_Problem description_:
For the entries that follow, restate word for word the line containing "Query: camera on tripod", the line containing "Query: white chrysanthemum flower", and every line that lies between them.

*** Data for the task ***

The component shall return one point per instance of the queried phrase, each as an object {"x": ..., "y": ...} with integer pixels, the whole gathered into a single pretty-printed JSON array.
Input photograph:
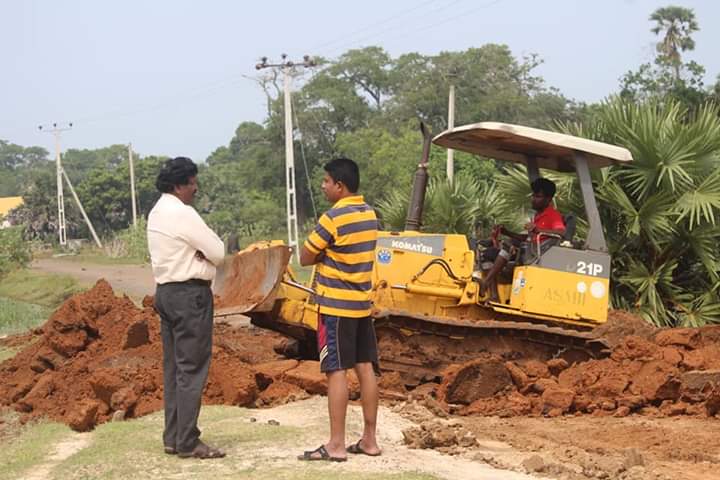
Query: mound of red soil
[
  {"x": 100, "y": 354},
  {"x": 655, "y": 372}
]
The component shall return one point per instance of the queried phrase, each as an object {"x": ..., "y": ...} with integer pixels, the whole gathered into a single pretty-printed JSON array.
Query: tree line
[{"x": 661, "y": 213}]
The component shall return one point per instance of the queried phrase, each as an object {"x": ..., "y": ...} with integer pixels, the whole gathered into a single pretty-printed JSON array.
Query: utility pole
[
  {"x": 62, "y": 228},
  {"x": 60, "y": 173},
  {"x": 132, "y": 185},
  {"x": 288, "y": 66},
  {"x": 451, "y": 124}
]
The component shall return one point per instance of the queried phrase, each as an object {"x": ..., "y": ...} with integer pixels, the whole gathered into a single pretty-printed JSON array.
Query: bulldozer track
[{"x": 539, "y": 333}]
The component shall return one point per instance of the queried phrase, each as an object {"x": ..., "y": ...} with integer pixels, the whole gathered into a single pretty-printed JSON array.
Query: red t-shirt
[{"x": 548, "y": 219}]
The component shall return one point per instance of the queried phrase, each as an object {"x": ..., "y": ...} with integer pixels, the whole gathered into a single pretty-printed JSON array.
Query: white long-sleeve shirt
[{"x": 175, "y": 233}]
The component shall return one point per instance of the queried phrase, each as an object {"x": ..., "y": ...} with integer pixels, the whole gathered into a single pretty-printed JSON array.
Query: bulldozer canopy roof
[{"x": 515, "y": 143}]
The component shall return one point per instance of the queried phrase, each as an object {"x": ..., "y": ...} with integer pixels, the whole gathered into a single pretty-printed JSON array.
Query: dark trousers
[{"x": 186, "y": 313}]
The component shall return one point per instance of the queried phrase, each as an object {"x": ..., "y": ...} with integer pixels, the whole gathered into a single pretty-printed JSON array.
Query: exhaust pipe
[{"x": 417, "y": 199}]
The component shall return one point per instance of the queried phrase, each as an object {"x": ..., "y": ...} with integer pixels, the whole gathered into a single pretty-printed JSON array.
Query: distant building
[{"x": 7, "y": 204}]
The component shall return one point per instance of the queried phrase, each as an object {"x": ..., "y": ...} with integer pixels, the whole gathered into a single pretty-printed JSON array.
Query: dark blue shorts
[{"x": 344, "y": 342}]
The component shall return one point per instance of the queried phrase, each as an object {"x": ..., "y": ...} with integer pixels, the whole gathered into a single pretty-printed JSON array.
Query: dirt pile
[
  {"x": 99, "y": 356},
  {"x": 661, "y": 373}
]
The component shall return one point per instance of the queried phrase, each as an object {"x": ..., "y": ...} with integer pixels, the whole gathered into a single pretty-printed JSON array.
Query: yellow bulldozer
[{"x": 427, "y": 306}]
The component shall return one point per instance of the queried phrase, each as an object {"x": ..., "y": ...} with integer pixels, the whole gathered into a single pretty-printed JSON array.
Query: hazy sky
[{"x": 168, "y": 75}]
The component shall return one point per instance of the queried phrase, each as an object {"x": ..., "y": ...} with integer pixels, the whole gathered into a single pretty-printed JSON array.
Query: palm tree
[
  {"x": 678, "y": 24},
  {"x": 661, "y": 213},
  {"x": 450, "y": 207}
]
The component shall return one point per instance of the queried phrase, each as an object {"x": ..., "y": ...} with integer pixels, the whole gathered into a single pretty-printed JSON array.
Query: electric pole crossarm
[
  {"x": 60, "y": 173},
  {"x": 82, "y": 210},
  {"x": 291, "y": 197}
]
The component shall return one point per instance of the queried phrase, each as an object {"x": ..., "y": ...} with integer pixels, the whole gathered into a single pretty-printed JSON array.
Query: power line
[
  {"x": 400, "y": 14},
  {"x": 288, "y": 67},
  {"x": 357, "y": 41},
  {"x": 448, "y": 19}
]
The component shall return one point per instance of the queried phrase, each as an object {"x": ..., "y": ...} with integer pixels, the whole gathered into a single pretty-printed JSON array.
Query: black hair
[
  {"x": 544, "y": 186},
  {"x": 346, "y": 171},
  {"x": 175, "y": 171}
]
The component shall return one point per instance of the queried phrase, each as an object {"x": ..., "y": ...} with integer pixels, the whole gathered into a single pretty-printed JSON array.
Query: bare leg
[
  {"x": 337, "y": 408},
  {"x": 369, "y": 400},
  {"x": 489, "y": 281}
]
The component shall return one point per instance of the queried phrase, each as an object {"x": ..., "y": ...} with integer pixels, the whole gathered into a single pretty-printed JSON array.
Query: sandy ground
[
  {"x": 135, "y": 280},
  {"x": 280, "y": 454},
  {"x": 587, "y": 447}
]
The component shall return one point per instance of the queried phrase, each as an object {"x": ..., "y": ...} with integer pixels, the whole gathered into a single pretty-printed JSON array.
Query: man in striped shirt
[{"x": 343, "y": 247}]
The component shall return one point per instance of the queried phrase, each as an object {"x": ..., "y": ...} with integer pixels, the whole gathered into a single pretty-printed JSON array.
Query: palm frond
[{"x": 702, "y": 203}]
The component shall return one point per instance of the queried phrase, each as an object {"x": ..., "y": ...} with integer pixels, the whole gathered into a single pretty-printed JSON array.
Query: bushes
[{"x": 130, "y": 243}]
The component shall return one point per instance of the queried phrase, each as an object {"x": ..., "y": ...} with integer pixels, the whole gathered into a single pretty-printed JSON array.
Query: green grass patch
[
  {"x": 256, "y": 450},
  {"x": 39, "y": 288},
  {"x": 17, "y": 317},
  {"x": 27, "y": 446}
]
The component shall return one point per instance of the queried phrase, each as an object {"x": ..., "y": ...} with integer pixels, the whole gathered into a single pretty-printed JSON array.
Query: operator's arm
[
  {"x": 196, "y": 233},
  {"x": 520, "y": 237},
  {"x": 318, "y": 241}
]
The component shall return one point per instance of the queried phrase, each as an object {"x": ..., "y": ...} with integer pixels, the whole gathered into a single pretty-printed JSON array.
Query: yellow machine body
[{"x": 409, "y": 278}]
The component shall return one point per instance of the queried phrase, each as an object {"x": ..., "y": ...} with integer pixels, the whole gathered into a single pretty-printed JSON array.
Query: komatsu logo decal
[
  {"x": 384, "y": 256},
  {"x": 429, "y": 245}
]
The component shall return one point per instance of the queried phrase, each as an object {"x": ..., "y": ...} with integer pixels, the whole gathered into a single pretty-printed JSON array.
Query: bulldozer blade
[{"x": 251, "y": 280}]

*** End of Data for the task ***
*** Data for the task ***

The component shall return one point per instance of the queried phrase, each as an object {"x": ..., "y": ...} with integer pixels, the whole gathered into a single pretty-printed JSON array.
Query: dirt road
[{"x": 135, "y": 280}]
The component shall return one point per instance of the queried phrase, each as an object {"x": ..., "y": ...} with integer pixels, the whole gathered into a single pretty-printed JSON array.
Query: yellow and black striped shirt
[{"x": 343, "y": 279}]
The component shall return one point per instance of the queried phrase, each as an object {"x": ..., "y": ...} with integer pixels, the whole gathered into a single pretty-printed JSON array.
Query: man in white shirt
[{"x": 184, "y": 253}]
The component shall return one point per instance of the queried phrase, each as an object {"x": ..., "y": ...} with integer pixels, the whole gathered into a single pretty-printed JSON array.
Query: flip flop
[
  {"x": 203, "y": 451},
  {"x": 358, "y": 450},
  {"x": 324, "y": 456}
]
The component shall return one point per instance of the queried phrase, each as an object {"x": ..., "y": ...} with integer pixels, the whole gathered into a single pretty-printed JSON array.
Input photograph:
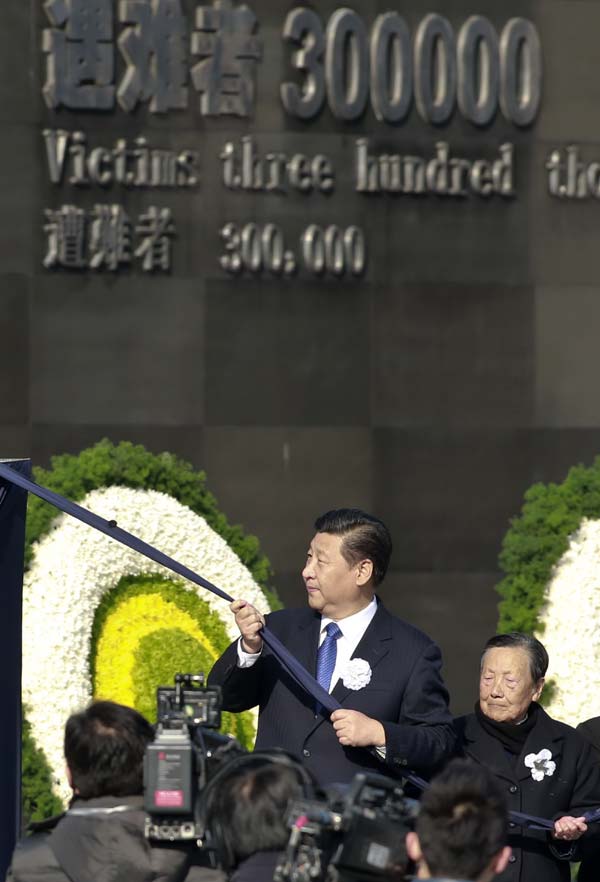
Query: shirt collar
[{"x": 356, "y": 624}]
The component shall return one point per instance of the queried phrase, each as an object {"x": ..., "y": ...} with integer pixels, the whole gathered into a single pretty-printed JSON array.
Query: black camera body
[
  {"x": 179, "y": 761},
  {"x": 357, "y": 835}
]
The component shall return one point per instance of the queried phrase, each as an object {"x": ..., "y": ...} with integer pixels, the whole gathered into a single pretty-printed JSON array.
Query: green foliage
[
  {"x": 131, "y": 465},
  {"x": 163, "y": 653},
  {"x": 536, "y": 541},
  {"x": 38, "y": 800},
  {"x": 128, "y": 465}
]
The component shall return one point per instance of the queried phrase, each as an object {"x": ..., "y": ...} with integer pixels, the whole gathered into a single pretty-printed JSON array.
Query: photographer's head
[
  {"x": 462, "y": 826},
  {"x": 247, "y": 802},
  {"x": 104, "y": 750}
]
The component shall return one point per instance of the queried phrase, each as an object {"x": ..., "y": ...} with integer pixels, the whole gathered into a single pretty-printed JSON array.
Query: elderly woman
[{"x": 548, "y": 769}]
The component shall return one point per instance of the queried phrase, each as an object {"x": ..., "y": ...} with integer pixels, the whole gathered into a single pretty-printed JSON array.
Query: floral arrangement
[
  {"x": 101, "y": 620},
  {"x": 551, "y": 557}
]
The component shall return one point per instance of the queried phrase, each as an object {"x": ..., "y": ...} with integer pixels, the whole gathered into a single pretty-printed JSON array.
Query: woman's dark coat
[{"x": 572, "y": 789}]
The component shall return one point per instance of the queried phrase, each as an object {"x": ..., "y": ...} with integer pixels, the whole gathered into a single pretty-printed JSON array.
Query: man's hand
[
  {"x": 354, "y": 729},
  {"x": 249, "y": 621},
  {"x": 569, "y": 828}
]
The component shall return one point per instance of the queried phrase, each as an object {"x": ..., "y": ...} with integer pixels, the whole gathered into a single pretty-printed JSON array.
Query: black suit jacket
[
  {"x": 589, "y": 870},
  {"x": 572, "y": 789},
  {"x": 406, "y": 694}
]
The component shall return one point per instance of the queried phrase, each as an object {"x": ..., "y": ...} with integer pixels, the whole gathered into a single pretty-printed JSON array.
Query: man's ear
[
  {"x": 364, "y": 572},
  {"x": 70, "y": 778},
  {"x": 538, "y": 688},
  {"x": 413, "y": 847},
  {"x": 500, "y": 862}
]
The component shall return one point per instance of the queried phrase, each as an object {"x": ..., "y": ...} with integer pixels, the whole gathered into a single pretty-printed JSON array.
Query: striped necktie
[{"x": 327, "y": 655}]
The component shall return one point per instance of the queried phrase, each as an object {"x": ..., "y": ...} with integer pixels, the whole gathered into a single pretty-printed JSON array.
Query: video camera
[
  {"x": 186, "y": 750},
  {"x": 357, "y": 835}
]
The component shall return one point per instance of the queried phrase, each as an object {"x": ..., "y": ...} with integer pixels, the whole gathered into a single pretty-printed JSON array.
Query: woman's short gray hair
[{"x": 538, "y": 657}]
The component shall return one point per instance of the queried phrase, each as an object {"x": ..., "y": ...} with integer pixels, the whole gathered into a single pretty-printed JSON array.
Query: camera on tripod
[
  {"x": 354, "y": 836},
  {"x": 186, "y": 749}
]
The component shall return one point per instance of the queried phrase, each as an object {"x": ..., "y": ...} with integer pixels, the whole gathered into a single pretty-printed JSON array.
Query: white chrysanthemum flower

*** End of Data for the task ***
*** Data for the task ***

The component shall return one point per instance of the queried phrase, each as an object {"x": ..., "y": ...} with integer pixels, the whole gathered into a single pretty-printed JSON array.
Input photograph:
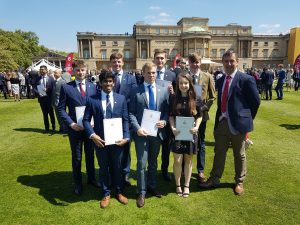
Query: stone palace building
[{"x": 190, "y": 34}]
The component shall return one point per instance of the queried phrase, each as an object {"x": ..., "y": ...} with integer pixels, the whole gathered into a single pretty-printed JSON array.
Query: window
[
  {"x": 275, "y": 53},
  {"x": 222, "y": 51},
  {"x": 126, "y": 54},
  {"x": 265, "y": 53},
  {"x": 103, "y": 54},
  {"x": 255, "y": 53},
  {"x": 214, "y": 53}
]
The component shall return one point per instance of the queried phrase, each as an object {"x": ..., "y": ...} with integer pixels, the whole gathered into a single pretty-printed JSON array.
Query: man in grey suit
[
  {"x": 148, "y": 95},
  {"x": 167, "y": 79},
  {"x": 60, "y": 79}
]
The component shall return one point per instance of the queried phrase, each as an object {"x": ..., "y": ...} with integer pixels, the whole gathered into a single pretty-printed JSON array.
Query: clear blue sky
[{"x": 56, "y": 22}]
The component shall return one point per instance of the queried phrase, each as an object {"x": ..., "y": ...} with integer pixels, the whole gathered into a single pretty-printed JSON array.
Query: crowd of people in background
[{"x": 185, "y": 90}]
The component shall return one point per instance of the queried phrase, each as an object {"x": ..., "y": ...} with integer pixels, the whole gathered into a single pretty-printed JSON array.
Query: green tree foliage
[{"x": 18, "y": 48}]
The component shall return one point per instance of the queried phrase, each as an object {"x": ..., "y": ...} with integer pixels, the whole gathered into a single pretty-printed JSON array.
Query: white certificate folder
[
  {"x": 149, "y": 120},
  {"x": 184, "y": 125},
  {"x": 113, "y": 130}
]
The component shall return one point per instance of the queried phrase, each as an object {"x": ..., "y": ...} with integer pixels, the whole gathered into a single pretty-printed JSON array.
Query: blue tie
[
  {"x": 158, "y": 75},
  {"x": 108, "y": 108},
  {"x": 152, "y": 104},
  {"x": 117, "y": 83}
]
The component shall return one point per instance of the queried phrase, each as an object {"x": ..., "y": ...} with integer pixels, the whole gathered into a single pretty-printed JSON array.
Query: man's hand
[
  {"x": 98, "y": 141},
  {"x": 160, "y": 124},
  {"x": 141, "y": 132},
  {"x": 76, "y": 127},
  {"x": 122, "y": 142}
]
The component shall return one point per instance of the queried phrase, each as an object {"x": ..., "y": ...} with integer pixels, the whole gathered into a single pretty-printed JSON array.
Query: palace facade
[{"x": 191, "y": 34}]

*** End of Data for the task ***

_Response_:
Query: camera on tripod
[
  {"x": 354, "y": 836},
  {"x": 186, "y": 749}
]
The component shall return one point per instance of the queried phrase, each as an object {"x": ..., "y": ...} with integer pixels, the whole gathered into a single pretty-printed JSON array.
Query: white chrysanthemum flower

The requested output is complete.